- Try it: Write out every entry again exactly as it stands.

Spatial localization data
▬▬▬▬▬▬▬▬▬▬

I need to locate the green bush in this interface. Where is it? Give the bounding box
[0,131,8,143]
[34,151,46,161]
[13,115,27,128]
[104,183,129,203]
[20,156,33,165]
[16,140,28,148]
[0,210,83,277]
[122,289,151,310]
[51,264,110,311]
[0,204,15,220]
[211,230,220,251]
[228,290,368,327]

▬▬▬▬▬▬▬▬▬▬

- The completed task:
I need to locate the green bush in this interface. Where is it? Give the bounding box
[0,131,8,143]
[34,151,46,161]
[13,115,27,128]
[104,183,129,203]
[20,156,33,165]
[16,140,28,148]
[0,210,83,277]
[122,289,151,310]
[51,264,110,311]
[0,204,15,220]
[211,230,220,251]
[228,290,368,327]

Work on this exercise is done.